Aim :: State how many lines of the listing below contain the string "throw", treating uppercase and lowercase as distinct, and give only the number.

Extracted records ::

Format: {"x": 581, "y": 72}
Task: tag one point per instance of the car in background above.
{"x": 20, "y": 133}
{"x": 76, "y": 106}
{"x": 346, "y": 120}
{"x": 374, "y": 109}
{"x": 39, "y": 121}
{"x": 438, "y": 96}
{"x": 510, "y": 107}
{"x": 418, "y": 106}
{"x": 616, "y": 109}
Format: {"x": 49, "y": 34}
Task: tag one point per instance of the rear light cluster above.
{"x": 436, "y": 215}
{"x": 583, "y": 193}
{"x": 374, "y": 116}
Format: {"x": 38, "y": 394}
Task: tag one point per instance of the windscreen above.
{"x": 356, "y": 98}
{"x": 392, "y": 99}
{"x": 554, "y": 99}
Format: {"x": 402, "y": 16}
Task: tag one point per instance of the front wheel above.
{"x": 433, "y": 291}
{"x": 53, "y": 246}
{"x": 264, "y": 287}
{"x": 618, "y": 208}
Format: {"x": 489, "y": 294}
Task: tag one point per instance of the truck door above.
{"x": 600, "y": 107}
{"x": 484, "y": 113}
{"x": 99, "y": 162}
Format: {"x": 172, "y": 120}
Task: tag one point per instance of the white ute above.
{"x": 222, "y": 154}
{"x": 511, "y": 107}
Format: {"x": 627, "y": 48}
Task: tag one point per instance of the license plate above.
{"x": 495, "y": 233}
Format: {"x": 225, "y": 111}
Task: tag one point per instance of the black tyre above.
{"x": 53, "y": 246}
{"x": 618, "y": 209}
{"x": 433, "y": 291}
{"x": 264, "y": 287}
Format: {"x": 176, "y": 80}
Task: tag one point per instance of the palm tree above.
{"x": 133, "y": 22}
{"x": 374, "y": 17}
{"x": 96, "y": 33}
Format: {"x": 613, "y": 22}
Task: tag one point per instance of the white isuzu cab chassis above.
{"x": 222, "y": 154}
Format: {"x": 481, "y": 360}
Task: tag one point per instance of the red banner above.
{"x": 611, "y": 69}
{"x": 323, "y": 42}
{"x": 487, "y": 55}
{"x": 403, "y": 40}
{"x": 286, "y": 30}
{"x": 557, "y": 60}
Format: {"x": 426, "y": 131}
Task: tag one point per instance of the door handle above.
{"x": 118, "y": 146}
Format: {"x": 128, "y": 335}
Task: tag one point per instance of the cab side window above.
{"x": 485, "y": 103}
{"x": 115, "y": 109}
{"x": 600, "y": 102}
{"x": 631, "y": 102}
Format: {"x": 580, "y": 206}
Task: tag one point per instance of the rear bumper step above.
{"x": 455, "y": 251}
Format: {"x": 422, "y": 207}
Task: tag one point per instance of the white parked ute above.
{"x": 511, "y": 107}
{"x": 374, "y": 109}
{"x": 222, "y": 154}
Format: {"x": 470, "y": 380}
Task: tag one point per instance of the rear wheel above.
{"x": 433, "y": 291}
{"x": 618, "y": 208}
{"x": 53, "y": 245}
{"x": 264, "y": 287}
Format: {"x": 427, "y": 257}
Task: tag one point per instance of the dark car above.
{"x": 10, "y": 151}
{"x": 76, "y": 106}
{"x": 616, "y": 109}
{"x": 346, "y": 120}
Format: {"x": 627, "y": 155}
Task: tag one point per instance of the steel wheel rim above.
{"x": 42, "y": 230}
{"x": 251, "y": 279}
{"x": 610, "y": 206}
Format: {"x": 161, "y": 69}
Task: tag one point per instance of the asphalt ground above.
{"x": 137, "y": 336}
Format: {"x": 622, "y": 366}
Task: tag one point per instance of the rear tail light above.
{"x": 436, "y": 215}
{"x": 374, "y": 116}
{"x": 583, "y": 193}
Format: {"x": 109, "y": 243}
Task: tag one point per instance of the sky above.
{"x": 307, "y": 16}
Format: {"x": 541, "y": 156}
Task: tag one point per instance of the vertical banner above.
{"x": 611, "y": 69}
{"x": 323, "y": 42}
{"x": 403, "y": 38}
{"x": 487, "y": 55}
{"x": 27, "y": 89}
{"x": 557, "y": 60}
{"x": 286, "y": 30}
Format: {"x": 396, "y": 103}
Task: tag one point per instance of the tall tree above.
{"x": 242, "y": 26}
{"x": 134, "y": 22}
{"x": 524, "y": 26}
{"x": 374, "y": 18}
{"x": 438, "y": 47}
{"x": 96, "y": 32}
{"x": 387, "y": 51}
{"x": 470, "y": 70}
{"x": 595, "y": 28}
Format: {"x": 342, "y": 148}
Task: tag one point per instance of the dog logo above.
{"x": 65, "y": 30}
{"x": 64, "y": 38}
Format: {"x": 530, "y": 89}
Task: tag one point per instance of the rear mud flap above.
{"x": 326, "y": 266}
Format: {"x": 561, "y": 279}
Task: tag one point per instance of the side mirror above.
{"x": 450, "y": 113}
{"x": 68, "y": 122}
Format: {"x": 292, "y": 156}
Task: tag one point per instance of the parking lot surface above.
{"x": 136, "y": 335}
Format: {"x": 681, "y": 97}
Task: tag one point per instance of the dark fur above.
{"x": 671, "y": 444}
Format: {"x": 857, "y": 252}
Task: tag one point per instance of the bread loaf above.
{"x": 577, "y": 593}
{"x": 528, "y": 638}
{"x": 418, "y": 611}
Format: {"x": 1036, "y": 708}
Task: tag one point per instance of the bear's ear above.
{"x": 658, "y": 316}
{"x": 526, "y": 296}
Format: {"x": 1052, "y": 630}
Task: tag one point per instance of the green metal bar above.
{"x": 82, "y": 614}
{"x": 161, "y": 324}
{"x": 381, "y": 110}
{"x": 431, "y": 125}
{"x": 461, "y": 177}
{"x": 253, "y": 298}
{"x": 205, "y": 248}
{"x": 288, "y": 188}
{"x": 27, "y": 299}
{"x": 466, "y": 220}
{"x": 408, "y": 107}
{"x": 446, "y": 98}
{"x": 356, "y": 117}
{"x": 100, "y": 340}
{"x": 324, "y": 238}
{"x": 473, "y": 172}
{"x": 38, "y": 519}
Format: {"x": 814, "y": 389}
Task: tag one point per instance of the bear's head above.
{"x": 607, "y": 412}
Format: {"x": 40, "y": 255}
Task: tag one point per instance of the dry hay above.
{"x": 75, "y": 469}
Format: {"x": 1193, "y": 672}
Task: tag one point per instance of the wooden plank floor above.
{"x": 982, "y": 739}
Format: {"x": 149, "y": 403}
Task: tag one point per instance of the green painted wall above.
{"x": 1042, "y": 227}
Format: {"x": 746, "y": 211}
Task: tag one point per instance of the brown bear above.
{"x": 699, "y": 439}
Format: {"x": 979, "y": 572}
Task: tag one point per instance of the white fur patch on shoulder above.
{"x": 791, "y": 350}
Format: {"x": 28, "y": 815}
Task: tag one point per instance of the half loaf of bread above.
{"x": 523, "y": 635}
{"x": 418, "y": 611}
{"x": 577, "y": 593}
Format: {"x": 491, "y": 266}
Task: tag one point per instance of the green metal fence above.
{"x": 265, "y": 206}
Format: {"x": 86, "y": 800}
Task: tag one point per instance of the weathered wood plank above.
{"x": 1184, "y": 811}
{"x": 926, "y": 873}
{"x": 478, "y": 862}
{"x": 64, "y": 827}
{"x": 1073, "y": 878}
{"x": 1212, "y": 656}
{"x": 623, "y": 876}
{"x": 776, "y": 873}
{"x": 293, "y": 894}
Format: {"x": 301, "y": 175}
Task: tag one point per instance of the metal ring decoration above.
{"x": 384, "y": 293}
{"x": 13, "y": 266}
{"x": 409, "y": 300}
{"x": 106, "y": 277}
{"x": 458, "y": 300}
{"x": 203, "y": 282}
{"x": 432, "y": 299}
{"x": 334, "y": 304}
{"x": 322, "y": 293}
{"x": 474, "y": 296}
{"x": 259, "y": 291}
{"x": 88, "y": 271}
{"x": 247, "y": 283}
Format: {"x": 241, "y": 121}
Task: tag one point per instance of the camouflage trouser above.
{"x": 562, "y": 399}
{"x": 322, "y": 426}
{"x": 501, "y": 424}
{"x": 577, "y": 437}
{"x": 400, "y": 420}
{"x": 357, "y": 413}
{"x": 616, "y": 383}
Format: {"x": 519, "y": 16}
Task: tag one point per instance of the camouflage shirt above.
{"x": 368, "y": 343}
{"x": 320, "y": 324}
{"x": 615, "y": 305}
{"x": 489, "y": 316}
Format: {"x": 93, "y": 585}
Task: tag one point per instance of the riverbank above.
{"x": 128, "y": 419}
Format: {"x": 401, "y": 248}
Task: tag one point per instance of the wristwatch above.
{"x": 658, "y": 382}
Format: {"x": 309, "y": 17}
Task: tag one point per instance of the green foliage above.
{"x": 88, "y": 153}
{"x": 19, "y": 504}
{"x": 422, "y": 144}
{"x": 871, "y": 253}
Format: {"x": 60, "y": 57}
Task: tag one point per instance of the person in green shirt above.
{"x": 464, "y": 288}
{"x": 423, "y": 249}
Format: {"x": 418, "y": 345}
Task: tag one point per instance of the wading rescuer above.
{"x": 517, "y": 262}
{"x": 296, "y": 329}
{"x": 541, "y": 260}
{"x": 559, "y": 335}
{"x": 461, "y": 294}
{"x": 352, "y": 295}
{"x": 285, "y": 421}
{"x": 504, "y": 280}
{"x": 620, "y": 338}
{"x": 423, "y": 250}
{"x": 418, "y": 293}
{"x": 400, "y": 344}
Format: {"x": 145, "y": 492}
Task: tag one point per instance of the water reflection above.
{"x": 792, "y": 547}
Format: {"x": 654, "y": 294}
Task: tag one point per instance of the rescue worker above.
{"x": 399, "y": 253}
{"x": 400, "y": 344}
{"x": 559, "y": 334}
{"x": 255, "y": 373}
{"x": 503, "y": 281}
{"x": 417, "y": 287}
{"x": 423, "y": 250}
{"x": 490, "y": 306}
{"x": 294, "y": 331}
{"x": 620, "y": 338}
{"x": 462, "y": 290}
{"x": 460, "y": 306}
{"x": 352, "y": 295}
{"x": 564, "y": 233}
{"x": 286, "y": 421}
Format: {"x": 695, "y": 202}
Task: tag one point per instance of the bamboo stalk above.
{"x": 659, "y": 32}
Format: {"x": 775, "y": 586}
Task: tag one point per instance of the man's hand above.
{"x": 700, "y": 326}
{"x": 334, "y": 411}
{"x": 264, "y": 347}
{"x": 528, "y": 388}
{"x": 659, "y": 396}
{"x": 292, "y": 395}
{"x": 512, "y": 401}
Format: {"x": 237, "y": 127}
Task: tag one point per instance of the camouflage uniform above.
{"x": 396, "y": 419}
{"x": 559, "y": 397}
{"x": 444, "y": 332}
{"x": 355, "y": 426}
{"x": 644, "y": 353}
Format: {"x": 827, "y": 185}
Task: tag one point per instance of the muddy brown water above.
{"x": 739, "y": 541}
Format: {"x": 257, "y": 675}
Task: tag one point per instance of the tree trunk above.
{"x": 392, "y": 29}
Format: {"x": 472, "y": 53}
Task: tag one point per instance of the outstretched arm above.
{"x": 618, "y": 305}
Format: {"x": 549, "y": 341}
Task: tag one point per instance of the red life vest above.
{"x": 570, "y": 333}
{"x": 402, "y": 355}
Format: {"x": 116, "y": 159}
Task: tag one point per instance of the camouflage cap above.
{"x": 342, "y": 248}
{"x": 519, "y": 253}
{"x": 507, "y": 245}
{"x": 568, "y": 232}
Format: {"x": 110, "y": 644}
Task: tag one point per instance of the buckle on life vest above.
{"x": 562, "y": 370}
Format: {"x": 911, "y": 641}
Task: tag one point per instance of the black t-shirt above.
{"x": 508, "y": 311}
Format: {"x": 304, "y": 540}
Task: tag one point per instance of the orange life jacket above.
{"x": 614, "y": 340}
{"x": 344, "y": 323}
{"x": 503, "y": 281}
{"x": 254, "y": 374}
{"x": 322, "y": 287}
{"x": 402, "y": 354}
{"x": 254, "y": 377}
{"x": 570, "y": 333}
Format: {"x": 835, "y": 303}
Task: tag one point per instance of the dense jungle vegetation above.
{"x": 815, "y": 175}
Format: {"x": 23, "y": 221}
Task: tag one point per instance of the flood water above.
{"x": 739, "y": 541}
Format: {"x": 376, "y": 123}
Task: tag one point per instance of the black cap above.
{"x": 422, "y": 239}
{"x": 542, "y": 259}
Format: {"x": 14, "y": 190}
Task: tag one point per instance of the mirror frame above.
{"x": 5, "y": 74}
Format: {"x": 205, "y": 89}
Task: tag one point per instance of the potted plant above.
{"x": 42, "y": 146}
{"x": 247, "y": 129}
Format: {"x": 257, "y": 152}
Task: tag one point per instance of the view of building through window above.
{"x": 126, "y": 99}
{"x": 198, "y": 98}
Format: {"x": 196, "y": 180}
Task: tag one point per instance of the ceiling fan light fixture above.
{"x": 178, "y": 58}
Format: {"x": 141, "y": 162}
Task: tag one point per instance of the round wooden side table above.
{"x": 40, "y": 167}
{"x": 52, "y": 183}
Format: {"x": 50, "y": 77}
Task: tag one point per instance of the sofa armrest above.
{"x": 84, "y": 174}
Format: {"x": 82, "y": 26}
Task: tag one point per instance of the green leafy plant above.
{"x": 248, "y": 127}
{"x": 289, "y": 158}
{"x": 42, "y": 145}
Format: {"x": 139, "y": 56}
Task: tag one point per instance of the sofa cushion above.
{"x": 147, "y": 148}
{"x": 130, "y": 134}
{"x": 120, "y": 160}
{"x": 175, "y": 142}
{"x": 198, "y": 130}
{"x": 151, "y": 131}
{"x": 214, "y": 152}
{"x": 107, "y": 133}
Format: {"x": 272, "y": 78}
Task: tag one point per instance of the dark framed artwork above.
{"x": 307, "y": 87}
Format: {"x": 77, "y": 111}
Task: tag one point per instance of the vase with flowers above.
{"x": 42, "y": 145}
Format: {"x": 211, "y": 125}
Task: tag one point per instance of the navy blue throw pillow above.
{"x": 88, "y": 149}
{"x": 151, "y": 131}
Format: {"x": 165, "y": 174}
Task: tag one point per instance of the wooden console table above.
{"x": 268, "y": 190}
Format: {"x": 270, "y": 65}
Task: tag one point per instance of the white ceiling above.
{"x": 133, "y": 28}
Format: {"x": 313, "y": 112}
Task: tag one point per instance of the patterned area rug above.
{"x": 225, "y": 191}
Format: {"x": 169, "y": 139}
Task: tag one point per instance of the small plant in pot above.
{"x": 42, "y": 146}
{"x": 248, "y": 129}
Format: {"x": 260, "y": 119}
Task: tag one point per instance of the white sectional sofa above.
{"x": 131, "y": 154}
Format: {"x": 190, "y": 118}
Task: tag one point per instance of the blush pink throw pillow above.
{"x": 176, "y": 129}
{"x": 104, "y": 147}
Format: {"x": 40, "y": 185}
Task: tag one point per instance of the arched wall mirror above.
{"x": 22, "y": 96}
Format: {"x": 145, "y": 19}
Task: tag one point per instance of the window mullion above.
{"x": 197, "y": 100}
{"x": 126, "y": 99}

Exercise solution :: 2